- _WHAT NEEDS TO BE DONE_
Can you copy all of the records below line for line, leaving the pictures out?

- _SUPPLIED ENTRIES_
---*---

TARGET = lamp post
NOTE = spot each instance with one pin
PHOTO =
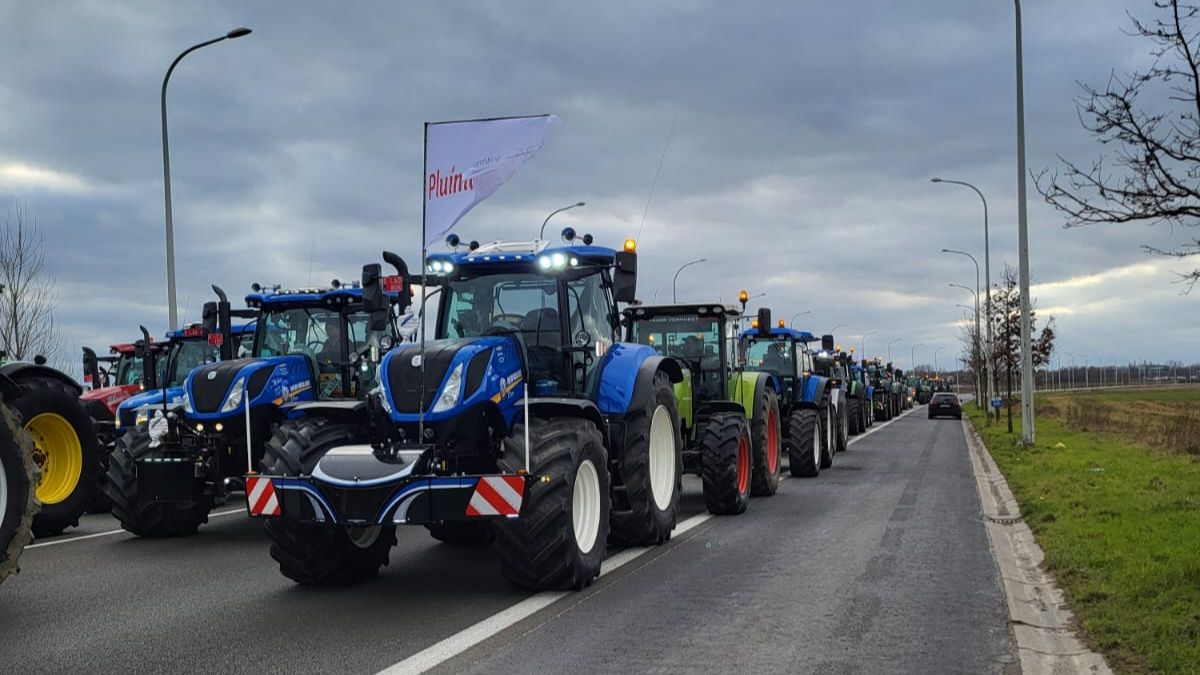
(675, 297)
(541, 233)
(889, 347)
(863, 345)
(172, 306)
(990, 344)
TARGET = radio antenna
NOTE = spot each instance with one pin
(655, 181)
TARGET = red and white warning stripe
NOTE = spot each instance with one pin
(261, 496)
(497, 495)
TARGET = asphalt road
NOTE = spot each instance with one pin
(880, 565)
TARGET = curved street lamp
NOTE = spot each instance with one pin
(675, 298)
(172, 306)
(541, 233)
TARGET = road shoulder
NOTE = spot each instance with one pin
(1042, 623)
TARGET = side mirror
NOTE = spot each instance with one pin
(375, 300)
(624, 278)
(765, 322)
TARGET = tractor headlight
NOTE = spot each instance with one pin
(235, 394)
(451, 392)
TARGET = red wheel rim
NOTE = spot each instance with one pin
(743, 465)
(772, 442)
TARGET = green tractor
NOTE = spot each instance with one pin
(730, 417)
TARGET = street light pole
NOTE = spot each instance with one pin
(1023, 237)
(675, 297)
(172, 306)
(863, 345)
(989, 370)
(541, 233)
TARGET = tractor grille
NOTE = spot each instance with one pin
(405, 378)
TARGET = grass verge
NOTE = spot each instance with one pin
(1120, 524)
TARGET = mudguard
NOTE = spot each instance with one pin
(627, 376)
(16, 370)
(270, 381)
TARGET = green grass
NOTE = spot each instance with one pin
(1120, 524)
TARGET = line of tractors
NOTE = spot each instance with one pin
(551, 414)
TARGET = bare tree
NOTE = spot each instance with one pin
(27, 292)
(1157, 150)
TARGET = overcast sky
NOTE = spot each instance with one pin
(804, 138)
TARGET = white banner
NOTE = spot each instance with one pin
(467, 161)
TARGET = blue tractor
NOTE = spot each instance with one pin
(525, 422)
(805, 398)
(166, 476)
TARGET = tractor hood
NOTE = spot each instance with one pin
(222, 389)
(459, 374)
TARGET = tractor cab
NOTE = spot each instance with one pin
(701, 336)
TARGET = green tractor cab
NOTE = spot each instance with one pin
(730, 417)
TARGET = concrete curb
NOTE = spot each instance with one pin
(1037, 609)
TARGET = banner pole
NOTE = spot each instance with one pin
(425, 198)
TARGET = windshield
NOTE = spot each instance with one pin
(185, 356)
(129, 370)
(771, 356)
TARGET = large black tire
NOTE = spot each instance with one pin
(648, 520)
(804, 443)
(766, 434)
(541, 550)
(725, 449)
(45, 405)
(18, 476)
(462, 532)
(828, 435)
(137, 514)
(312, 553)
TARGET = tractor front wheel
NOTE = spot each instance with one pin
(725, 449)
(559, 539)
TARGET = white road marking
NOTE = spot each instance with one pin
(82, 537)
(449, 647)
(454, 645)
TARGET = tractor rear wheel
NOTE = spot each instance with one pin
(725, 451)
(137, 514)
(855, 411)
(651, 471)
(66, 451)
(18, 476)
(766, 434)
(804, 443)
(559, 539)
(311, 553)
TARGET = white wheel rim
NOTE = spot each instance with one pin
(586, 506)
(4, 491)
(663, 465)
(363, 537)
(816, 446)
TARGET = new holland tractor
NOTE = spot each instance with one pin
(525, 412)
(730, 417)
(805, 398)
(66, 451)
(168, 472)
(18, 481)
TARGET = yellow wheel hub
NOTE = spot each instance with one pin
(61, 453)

---*---

- _FINISHED TASK_
TARGET = lamp post
NOTE = spot each instance with one pin
PHOTO =
(675, 297)
(541, 233)
(889, 347)
(863, 345)
(172, 306)
(990, 344)
TARGET = radio antenna
NOTE = spot each instance with one pin
(655, 181)
TARGET = red and white warning stripe
NOTE = spot each instance with one pin
(261, 496)
(497, 495)
TARGET = asphalt road
NOTE = spot each instance with one pin
(880, 565)
TARGET = curved street lamp
NOTE = spot each instance with one pin
(675, 298)
(172, 306)
(541, 233)
TARGET = road shoulder
NOTE = spot each instance with one pin
(1042, 623)
TARGET = side mirror
NOTE = spot each instance with one pin
(375, 300)
(624, 278)
(765, 322)
TARGET = tractor headlight
NOTE = spot each instance with one pin
(235, 394)
(451, 392)
TARGET = red wheel rim
NOTE = spot each instance with one pin
(743, 465)
(772, 442)
TARGET = green tractor
NOTE = spot each instance with one pin
(730, 417)
TARGET = street light pole
NOTE = spot each instance with one pin
(1023, 237)
(675, 297)
(172, 306)
(863, 345)
(989, 370)
(541, 233)
TARGET = tractor grille
NOTE = spot each instance with one pin
(405, 378)
TARGET = grass verge
NOTE = spot each instance with one pin
(1120, 524)
TARGET = mudguard
NOTE = spot each instance with one pin
(627, 376)
(16, 370)
(270, 381)
TARGET = green grass
NOTE = spot each instance with one pin
(1120, 524)
TARGET = line of tractors
NOTE = spot each instance with one pin
(551, 414)
TARGET = bare tree
NOTE = spot each instance with one pin
(27, 292)
(1157, 150)
TARGET = overcast sky
NOTE = spot each instance with one pin
(804, 138)
TARGET = white banner
NOTE = spot each instance with one pin
(467, 161)
TARGET = blue tractor
NOTE = spot each instance with one pin
(525, 422)
(805, 398)
(166, 476)
TARGET = tractor hood
NOTE = spot each instance with one pin
(222, 389)
(459, 374)
TARGET = tractor cab
NOTE = spot each instance with one pin
(701, 336)
TARGET = green tractor cab
NOTE = spot each instance with one pin
(730, 417)
TARGET = concrete curb
NOTE = spot each instance with one pin
(1037, 609)
TARGET = banner pole
NOTE = spot each instance with one pin
(425, 198)
TARGET = windshield
NOTE = spot each instance with one pin
(185, 356)
(129, 370)
(771, 356)
TARGET = large black tire
NOTE = spot each instance with one pin
(648, 520)
(804, 443)
(766, 434)
(541, 550)
(725, 449)
(45, 405)
(18, 476)
(462, 532)
(828, 435)
(137, 514)
(312, 553)
TARGET = tractor front wheel
NOTE = spot each instance with one pin
(725, 449)
(559, 539)
TARGET = white road marking
NOTE = spot each instance with one pin
(82, 537)
(449, 647)
(454, 645)
TARGET = tractor rear wheel
NOTE = spot each instance with one pin
(725, 451)
(137, 514)
(855, 411)
(651, 471)
(66, 451)
(18, 476)
(766, 434)
(804, 443)
(559, 539)
(311, 553)
TARGET = white wheel rim
NOTE = spot each instance with one pin
(586, 506)
(4, 491)
(663, 465)
(363, 537)
(816, 446)
TARGET = new holland tractor
NOTE = spot each instance with one pin
(525, 412)
(730, 417)
(805, 398)
(66, 451)
(168, 472)
(18, 481)
TARGET = yellow wheel hub
NOTE = spot each instance with one pin
(61, 453)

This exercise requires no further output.